Task details: Reproduce word for word the part of the road salt passage below that starts at "Failure modes of" and ends at "was one of the causes.".

Document segment:
People struggle to weigh the readily visible benefits of salt against the nearly invisible harms.  Bridges and parking ramps rust from the inside.  Pre-stressed concrete beams cease to function when the steel ropes or wires inside rust.  They are very hard to inspect.  There are metods for reducing corrosion in new structures (like coating the steel elements inside with resins), but these increase costs of construction.

Failure modes of bridges and other corroded structures can be hard to predict.  When the causes of collapse are found, corrosion from salt is often just one of the causes.  When the I35W bridge in Minneapolis collapsed, there were 6 contributing causes--corrosion from salt was one.

The primary cause was a design flaw.  The designer was dead, so he couldn't defend himself.  His "sexy" design flaw was a sensation, while corrosion from salt was ignored by most people.

In Flint, MI, 99,000 people, including 55,000 children, were exposed to potential lead poisoning with overuse of salt as one of the causes.  The same disaster killed 12 of the 100 people who caught Legionnaire's disease.  The causal relationship of this outbreak to salt took so long to uncover that, again, people didn't realize salt was one of the causes.

Slow and invisible corrosion is easy to ignore. It's easy to respond to citizen complaints by spreading more salt.  As salt levels in water increase, animal populations will first lose vigor, then decline gradually.  Eventually, ecological collapse will occur when a keystone species finally succumbs to salt.l  All these harms take decades to unfold.

Supplied data:
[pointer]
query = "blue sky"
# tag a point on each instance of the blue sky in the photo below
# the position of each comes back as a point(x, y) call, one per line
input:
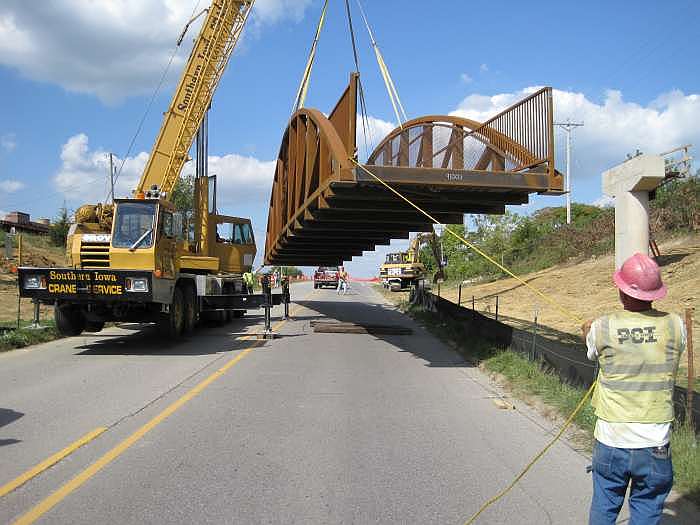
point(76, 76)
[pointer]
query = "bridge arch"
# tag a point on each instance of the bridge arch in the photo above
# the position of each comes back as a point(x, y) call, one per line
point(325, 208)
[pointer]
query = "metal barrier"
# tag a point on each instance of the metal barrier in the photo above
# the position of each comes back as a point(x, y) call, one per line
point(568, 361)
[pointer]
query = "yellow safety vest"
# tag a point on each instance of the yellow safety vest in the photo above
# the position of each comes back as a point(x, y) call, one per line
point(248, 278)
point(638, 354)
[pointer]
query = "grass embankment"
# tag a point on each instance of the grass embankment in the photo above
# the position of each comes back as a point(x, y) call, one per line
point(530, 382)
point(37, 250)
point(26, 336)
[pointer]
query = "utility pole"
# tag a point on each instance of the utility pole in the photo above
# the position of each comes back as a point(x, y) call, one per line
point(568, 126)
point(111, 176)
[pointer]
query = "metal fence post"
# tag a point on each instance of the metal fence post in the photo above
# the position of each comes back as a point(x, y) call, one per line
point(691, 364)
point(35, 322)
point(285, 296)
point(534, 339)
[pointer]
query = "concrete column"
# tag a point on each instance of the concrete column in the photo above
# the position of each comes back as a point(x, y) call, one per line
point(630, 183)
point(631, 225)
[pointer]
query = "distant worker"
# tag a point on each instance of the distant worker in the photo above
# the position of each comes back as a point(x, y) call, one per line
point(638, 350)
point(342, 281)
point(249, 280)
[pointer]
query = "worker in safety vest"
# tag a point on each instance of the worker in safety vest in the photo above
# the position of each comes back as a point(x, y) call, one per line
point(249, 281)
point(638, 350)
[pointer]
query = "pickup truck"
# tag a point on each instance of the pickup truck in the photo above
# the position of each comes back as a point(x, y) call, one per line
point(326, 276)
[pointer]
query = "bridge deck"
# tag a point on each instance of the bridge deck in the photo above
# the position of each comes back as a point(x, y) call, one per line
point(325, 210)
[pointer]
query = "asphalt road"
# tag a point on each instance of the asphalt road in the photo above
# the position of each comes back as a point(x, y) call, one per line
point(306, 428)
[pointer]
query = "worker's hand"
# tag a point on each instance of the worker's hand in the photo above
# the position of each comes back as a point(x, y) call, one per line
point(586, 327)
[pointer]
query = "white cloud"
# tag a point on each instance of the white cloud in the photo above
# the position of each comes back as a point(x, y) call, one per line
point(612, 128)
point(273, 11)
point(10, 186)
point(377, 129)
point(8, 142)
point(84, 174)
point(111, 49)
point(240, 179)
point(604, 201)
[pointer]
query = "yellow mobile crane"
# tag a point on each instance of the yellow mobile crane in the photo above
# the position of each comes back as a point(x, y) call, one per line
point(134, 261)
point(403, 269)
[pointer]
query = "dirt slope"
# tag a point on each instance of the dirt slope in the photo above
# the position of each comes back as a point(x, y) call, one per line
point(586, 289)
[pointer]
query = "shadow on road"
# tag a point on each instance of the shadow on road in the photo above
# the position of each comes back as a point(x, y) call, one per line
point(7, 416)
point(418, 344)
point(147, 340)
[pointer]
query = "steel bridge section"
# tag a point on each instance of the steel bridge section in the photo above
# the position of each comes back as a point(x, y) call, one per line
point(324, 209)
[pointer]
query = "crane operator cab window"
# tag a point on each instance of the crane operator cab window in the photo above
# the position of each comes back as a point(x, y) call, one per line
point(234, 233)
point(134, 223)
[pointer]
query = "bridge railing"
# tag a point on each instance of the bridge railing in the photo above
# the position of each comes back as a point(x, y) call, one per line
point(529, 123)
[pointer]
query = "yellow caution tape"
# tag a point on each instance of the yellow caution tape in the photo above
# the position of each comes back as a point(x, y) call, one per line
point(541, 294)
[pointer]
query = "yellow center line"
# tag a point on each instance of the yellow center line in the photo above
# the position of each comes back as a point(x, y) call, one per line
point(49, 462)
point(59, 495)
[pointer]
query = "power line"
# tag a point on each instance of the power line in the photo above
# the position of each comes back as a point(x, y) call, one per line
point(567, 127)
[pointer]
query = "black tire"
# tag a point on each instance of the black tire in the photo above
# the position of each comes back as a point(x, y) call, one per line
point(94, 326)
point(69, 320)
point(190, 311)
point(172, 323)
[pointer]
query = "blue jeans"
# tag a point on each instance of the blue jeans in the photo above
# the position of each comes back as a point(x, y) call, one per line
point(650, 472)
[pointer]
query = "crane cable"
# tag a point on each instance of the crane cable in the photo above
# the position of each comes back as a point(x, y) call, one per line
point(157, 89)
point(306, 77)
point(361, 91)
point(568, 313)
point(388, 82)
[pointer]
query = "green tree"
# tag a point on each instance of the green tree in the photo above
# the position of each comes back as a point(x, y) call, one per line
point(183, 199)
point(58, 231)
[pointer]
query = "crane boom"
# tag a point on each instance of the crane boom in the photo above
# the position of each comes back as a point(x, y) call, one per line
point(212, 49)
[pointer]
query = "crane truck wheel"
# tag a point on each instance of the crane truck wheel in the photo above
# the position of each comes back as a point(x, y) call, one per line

Solution for this exercise:
Failure modes of bridges and other corroded structures can be hard to predict.  When the causes of collapse are found, corrosion from salt is often just one of the causes.  When the I35W bridge in Minneapolis collapsed, there were 6 contributing causes--corrosion from salt was one.

The primary cause was a design flaw.  The designer was dead, so he couldn't defend himself.  His "sexy" design flaw was a sensation, while corrosion from salt was ignored by most people.

In Flint, MI, 99,000 people, including 55,000 children, were exposed to potential lead poisoning with overuse of salt as one of the causes.  The same disaster killed 12 of the 100 people who caught Legionnaire's disease.  The causal relationship of this outbreak to salt took so long to uncover that, again, people didn't realize salt was one of the causes.